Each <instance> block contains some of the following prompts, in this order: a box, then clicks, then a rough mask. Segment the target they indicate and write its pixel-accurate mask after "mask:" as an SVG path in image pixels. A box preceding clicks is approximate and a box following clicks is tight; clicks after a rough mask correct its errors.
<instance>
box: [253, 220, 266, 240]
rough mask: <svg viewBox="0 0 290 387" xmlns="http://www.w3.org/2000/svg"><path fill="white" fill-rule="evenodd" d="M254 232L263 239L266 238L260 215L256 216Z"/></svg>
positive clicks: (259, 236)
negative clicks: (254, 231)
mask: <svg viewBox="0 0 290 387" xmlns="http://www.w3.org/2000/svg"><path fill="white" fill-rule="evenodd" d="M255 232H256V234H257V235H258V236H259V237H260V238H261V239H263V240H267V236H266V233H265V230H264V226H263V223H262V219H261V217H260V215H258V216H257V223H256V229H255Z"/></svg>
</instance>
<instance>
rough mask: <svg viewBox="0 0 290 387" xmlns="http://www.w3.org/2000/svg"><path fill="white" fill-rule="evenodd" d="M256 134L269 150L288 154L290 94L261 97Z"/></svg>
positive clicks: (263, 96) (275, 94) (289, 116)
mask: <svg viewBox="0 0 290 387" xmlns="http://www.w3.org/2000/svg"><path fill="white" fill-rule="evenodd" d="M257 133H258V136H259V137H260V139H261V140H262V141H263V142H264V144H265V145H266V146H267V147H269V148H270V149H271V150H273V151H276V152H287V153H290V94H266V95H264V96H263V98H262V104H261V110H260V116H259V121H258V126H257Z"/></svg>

> Objectif de l'exercice: Mettez toutes ces lignes dans un tableau Markdown à deux colonnes, « N° » pour le numéro de rang et « Texte » pour la ligne. Omettez les lignes vides.

> Réponse à l'exercice:
| N° | Texte |
|---|---|
| 1 | Each <instance> block contains some of the following prompts, in this order: a box, then clicks, then a rough mask. Segment the target they indicate and write its pixel-accurate mask after "mask:" as an SVG path in image pixels. A box preceding clicks is approximate and a box following clicks is tight; clicks after a rough mask correct its errors. |
| 2 | <instance> |
| 3 | box: [253, 220, 266, 240] |
| 4 | rough mask: <svg viewBox="0 0 290 387" xmlns="http://www.w3.org/2000/svg"><path fill="white" fill-rule="evenodd" d="M254 232L263 239L266 238L260 215L256 216Z"/></svg> |
| 5 | positive clicks: (259, 236) |
| 6 | negative clicks: (254, 231) |
| 7 | mask: <svg viewBox="0 0 290 387" xmlns="http://www.w3.org/2000/svg"><path fill="white" fill-rule="evenodd" d="M255 232H256V234H257V235H258V236H259V237H260V238H261V239H263V240H267V236H266V233H265V230H264V226H263V223H262V219H261V217H260V215H258V216H257V223H256V229H255Z"/></svg> |
| 8 | </instance> |
| 9 | <instance> |
| 10 | rough mask: <svg viewBox="0 0 290 387" xmlns="http://www.w3.org/2000/svg"><path fill="white" fill-rule="evenodd" d="M256 134L269 150L288 154L290 94L261 97Z"/></svg> |
| 11 | positive clicks: (263, 96) (275, 94) (289, 116) |
| 12 | mask: <svg viewBox="0 0 290 387" xmlns="http://www.w3.org/2000/svg"><path fill="white" fill-rule="evenodd" d="M257 133H258V136H259V137H260V139H261V140H262V141H263V142H264V144H265V145H266V146H267V147H269V148H270V149H271V150H273V151H276V152H287V153H290V94H266V95H264V96H263V98H262V104H261V110H260V116H259V121H258V126H257Z"/></svg> |